The finished copy should match every record exactly and contain no pictures.
### SUPPLIED INFORMATION ###
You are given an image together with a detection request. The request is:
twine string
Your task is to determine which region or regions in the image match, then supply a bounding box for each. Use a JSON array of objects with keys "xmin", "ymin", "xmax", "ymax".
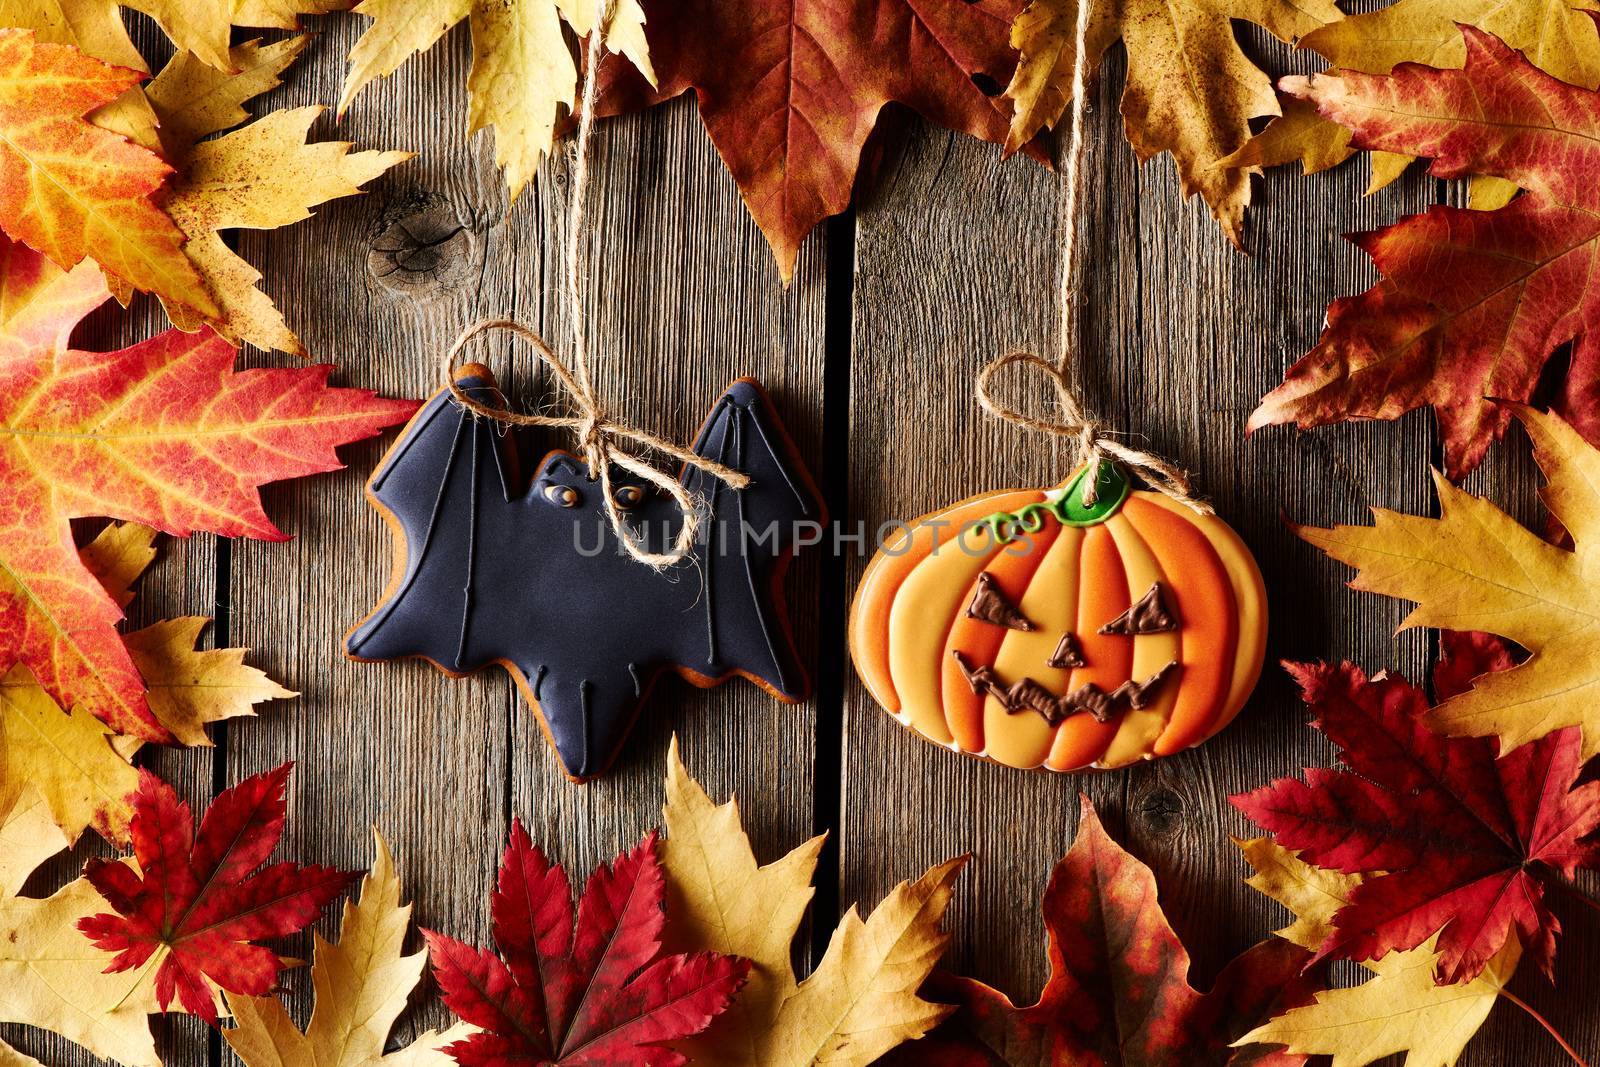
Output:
[
  {"xmin": 974, "ymin": 0, "xmax": 1211, "ymax": 515},
  {"xmin": 440, "ymin": 5, "xmax": 749, "ymax": 567}
]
###
**EXPECTED OUTPUT:**
You are given an image together with a detection request. The request is:
twine string
Your task is to determine which region or regions in the image match, then supply a bounding box for each. Use a JSON array of objects with keys "xmin", "ymin", "xmax", "ymax".
Output:
[
  {"xmin": 974, "ymin": 0, "xmax": 1211, "ymax": 515},
  {"xmin": 440, "ymin": 5, "xmax": 749, "ymax": 567}
]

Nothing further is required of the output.